_COSA FARE:_ Riscrivi tutte le voci qui sotto sostituendo "SHOULD" con "MUST" e senza cambiare nient'altro. Non includere le immagini nella risposta.
---+---
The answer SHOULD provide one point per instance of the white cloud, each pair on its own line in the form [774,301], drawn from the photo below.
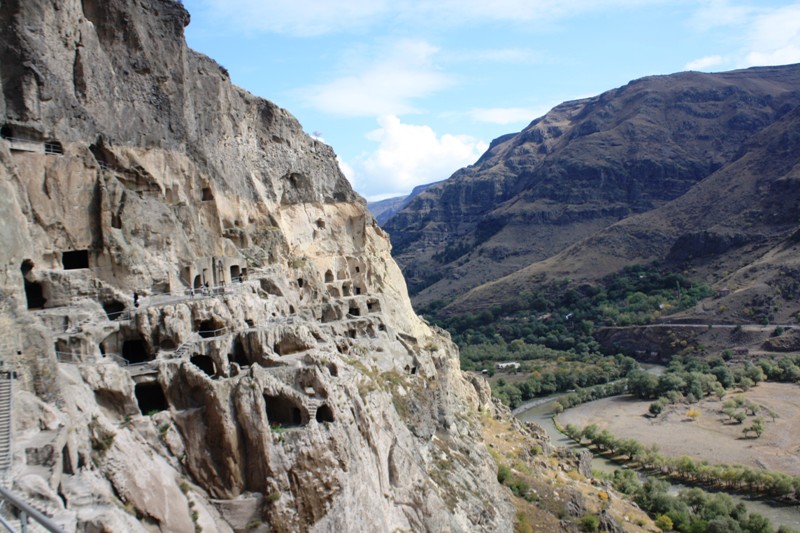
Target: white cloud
[405,72]
[506,115]
[774,38]
[347,170]
[765,35]
[704,63]
[318,17]
[720,13]
[303,18]
[409,155]
[498,55]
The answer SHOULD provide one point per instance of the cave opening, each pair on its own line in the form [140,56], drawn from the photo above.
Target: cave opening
[150,398]
[75,259]
[135,351]
[53,147]
[34,291]
[282,411]
[113,309]
[324,413]
[204,363]
[209,328]
[239,356]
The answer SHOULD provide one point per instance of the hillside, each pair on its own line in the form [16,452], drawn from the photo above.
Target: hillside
[586,166]
[201,325]
[383,210]
[736,229]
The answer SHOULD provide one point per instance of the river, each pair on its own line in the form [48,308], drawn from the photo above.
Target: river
[540,411]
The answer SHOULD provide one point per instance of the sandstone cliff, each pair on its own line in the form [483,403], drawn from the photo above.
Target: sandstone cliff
[298,391]
[581,168]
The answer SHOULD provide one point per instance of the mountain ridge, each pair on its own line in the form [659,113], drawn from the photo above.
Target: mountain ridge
[580,168]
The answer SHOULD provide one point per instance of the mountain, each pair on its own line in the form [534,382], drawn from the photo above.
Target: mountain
[585,166]
[206,326]
[201,325]
[738,229]
[383,210]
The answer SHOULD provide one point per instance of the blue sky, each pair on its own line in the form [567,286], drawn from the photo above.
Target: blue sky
[408,91]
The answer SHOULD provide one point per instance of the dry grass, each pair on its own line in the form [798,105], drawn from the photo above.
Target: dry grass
[710,437]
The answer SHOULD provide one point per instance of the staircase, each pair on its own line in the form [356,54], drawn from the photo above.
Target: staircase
[313,405]
[6,382]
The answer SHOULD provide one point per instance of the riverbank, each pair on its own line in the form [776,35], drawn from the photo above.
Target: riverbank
[709,437]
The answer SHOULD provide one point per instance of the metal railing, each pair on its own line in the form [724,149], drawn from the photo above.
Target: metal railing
[210,333]
[25,511]
[50,147]
[75,358]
---+---
_RISPOSTA CORRETTA:_
The answer MUST provide one point per instance of the white cloud, each pair on its own line in the form [774,301], drawn from the photo below.
Target: white cloud
[405,72]
[506,115]
[774,38]
[347,170]
[765,35]
[704,63]
[318,17]
[720,13]
[303,18]
[409,155]
[498,55]
The answer MUST provide one point per instance of the cave opening, each pair on its own line in the form [140,56], drawn from the photo above.
Target: cave opening
[150,398]
[75,259]
[135,351]
[53,147]
[34,291]
[282,411]
[113,309]
[324,413]
[204,363]
[209,328]
[239,356]
The answer MUST provide one point per instance of the hillside, each pair on its own line in the form [16,452], drawn from the photo above.
Target: hillside
[586,166]
[201,325]
[383,210]
[736,229]
The answer MUST provide one point per instance of the river, each pair on its own line in the form [48,308], drawn from the photo above.
Target: river
[540,411]
The answer MUST provide one point per instance of the sandstone cliff, each pair on its own line in the form [483,403], drawn from the photo above.
Target: sandstone cliff
[298,391]
[581,168]
The answer MUST provide one point per instance of the mountain ridge, each pair on its own line in the form [659,113], drawn from the photo above.
Target: mountain ridge
[580,168]
The answer MUST provide one point per instance of the mountain, each pair on its own line in the form [534,382], drawn from the photo above.
Target: mountain
[585,166]
[206,326]
[201,325]
[738,229]
[383,210]
The answer MUST provide one point per instance of the blue sky, each pair on its own line in the form [567,286], drawn from the photo above.
Target: blue sky
[408,91]
The answer MUST provide one point per instance of the dry grass, each pair on its own line in the form [798,105], drawn from the photo above.
Target: dry grass
[710,437]
The answer MUST provide one point per instance of the staircase, each pair on its own line in the form [356,54], drawn from the photo above.
Target: staircase
[313,405]
[6,382]
The answer MUST provide one point per instance of the riverbank, each pair on its own line in the form [776,35], drawn from the photo above.
Target: riverbank
[709,437]
The answer MUST provide one point per instance of the metal railing, each pair on its own line in the form [724,149], drawn from the photo above.
Target: metal railing
[210,333]
[25,511]
[50,147]
[75,358]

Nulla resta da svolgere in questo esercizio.